Problem |
The answer should contain every entry below, copied exactly.

Available data |
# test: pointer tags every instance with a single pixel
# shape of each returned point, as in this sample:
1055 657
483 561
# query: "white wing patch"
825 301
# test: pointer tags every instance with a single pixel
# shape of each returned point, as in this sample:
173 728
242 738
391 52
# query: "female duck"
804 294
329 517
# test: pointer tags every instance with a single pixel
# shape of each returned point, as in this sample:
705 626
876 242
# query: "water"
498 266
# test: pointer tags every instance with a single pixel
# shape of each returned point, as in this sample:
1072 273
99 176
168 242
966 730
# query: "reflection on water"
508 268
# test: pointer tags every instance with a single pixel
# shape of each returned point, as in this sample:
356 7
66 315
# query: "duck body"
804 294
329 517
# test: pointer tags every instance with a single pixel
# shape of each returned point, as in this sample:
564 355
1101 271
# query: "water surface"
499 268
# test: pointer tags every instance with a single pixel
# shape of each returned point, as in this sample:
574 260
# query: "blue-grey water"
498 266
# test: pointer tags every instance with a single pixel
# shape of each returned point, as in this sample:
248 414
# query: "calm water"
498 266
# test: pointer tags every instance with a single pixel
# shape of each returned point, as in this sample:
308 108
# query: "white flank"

Result for this exercise |
# test: pointer tags every instance with a single pixel
# shape of each returned point, as in this sample:
1055 657
483 561
# query: "white wing patch"
825 301
# test: pointer tags every instance with a single pixel
# shape of each returned point, as in this sample:
173 728
242 738
391 52
# query: "female duck"
804 294
329 517
# test: pointer tags every instance with a single pixel
# shape of each returned point, as in this sample:
705 626
876 242
# query: "water"
498 266
# test: pointer tags every instance with a single pixel
# shape of each returned point, as in this sample:
1072 273
99 176
168 242
966 730
# query: "reflection on water"
508 268
# test: pointer tags every instance with a single pixel
# shape of each returned point, as in this sample:
356 7
66 315
# query: "duck body"
804 294
329 517
# test: pointer tags every instance with a single pixel
# shape of each returned point, as in this sample:
564 355
1101 271
# query: "water surface"
499 268
# test: pointer tags every instance with a single pixel
# shape of each returned point, as in this sample:
574 260
# query: "blue-grey water"
498 266
# test: pointer tags every instance with a single pixel
# shape of each returned point, as in this sample:
248 414
# query: "calm water"
498 266
# test: pointer tags every instance with a single pixel
# shape of each returned point, as in this sample:
308 108
# query: "white flank"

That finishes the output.